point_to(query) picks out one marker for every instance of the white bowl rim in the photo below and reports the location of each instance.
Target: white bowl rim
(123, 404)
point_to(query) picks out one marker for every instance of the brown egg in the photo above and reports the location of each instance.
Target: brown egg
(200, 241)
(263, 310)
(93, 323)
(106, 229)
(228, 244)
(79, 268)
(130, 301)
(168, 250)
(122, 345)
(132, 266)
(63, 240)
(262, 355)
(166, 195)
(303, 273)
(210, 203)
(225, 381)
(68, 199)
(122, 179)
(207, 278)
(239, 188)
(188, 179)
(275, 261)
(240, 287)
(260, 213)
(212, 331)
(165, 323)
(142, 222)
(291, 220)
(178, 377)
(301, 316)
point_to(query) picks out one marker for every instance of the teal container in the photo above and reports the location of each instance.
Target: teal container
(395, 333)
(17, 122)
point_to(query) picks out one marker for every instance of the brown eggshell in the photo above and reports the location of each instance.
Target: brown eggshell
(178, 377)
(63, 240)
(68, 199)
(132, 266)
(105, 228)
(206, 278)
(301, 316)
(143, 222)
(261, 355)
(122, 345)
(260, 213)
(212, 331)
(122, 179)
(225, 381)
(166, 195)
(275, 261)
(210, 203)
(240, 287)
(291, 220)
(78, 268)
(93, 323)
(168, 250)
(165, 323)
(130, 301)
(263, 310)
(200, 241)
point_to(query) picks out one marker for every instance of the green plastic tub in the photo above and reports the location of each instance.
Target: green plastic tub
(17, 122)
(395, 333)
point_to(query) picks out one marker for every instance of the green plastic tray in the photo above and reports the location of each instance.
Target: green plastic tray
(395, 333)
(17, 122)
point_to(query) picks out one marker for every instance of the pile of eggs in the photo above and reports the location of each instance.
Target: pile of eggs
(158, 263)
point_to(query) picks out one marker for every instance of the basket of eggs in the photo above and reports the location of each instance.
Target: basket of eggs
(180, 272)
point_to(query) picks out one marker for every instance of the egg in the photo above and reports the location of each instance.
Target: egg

#### [WHAT YOU WILL DO]
Quote every row above word for word, from the first line to the last.

#### [RESULT FOR THIS TASK]
point_to(query) picks out one marker for every instance of the white bowl rim in the photo below and reports the location of each instance.
Target: white bowl rim
(123, 404)
point_to(query) picks out one marker for every instance of the brown egg in the photo above and reports the location of each instance.
Target: brown egg
(200, 241)
(263, 310)
(93, 323)
(106, 229)
(228, 244)
(79, 268)
(130, 301)
(168, 250)
(122, 345)
(132, 266)
(63, 240)
(262, 355)
(166, 195)
(303, 273)
(210, 203)
(225, 381)
(68, 199)
(122, 179)
(207, 278)
(239, 188)
(188, 179)
(275, 261)
(240, 287)
(260, 213)
(212, 331)
(165, 323)
(142, 222)
(291, 220)
(178, 377)
(301, 316)
point_to(query) picks out one marker for every instance of the teal container in the photo above and reports the location of each instance.
Target: teal container
(395, 333)
(17, 122)
point_to(query) picks out one marker for every instance of the brown eggshell in the photo above and reports the location of each instance.
Target: brown eggshell
(178, 377)
(63, 240)
(68, 199)
(132, 266)
(105, 228)
(206, 278)
(301, 316)
(143, 222)
(261, 355)
(122, 345)
(260, 213)
(212, 331)
(122, 179)
(225, 381)
(166, 195)
(275, 261)
(210, 203)
(240, 287)
(291, 220)
(78, 268)
(93, 323)
(168, 250)
(165, 323)
(130, 301)
(263, 310)
(200, 241)
point_to(query) picks out one marker for every instance of the green plastic tub in the photo above and reports the location of each instance.
Target: green plastic tub
(17, 122)
(395, 333)
point_to(query) picks out one marker for every instance of the green plastic tray in the photo above and reports the location of each instance.
Target: green plastic tray
(395, 333)
(17, 122)
point_to(query) picks out one marker for every instance of the pile of eggs in the photo above and reports the location of each instance.
Target: pile of eggs
(158, 263)
point_to(query) picks out one marker for every instance of the basket of eggs in the photo above and reports the location of each instance.
Target: basket of eggs
(180, 272)
point_to(query) picks out one marker for every instance of the egg in the photo above and reports the location of each instance.
Target: egg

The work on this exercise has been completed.